Aim:
Count the lines in the rows below that contain the string "small", treating uppercase and lowercase letters as distinct, and give only the number.

[START Given entries]

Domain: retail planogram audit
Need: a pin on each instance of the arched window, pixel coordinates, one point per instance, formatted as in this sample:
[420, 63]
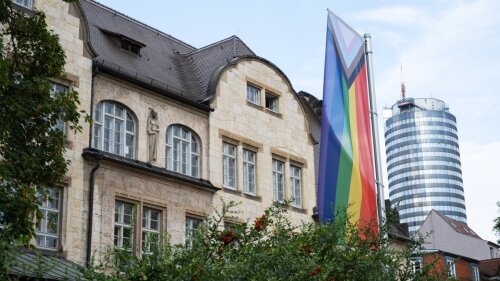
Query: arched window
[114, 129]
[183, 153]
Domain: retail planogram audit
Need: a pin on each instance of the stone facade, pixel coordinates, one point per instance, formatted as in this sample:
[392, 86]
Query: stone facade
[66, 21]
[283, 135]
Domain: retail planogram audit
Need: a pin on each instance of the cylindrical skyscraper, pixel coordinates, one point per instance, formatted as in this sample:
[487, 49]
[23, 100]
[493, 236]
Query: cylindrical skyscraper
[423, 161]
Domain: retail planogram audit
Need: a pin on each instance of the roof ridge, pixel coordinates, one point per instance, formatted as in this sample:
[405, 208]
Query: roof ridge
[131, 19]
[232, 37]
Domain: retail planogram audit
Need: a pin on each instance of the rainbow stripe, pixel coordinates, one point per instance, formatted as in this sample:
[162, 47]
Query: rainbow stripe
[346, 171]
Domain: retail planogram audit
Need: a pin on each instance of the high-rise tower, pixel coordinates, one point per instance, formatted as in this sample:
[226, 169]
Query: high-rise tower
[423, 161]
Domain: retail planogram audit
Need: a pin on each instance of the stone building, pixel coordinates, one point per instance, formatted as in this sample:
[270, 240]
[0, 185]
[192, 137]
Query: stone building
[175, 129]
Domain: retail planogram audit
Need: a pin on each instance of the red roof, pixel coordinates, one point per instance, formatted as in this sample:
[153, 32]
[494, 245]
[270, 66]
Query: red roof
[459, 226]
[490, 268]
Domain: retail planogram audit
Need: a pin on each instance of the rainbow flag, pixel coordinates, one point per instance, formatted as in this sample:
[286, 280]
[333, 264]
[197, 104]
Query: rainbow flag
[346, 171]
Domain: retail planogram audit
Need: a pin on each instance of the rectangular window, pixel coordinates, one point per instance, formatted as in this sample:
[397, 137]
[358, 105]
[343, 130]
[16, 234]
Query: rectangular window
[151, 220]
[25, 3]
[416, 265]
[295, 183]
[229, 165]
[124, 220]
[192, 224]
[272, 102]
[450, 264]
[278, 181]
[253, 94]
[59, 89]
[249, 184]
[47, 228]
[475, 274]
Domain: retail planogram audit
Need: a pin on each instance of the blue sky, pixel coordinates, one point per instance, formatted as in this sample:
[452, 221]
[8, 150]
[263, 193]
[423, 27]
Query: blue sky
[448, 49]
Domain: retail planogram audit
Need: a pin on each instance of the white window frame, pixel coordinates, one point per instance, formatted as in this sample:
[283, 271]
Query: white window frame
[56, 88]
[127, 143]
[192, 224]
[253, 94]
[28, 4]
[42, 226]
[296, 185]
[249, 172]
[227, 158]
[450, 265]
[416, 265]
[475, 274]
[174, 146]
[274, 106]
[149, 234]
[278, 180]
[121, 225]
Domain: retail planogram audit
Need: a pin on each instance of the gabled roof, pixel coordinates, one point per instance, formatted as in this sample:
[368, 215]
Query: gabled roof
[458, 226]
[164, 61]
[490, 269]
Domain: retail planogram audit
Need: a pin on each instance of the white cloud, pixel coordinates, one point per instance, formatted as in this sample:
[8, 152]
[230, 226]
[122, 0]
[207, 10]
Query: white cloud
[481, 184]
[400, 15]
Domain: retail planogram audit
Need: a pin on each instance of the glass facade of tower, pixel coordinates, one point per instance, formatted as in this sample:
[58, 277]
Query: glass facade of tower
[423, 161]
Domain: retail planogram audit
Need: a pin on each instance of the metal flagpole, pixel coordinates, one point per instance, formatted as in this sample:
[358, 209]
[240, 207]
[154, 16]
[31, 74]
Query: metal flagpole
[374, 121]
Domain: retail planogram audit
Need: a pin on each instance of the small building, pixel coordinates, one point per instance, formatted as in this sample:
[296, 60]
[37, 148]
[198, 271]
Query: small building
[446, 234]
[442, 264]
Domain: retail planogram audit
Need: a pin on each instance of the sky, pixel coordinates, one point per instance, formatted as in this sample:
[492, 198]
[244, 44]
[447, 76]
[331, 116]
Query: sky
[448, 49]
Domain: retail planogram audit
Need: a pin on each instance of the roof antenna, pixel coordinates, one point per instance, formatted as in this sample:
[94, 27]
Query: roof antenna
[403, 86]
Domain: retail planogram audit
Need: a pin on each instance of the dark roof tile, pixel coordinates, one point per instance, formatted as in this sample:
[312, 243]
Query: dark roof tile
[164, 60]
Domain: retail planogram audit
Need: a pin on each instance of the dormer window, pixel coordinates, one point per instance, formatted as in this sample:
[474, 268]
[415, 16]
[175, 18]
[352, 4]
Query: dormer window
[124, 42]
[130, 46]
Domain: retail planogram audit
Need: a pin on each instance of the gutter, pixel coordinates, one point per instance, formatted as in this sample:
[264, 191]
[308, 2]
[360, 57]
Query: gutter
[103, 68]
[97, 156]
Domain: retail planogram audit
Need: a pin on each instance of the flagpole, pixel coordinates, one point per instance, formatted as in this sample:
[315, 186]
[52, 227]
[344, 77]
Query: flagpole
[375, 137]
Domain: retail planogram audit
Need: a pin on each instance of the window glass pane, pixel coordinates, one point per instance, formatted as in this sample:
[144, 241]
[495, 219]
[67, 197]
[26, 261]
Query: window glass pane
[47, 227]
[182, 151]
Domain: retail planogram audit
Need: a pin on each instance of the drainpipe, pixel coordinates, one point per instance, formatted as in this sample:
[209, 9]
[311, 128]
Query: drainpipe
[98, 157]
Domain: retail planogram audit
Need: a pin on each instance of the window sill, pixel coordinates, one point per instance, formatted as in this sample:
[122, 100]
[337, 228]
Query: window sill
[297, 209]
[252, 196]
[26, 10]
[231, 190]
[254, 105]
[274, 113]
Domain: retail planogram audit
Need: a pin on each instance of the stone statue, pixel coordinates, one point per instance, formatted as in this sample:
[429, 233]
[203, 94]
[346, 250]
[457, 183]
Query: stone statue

[END Given entries]

Expected answer:
2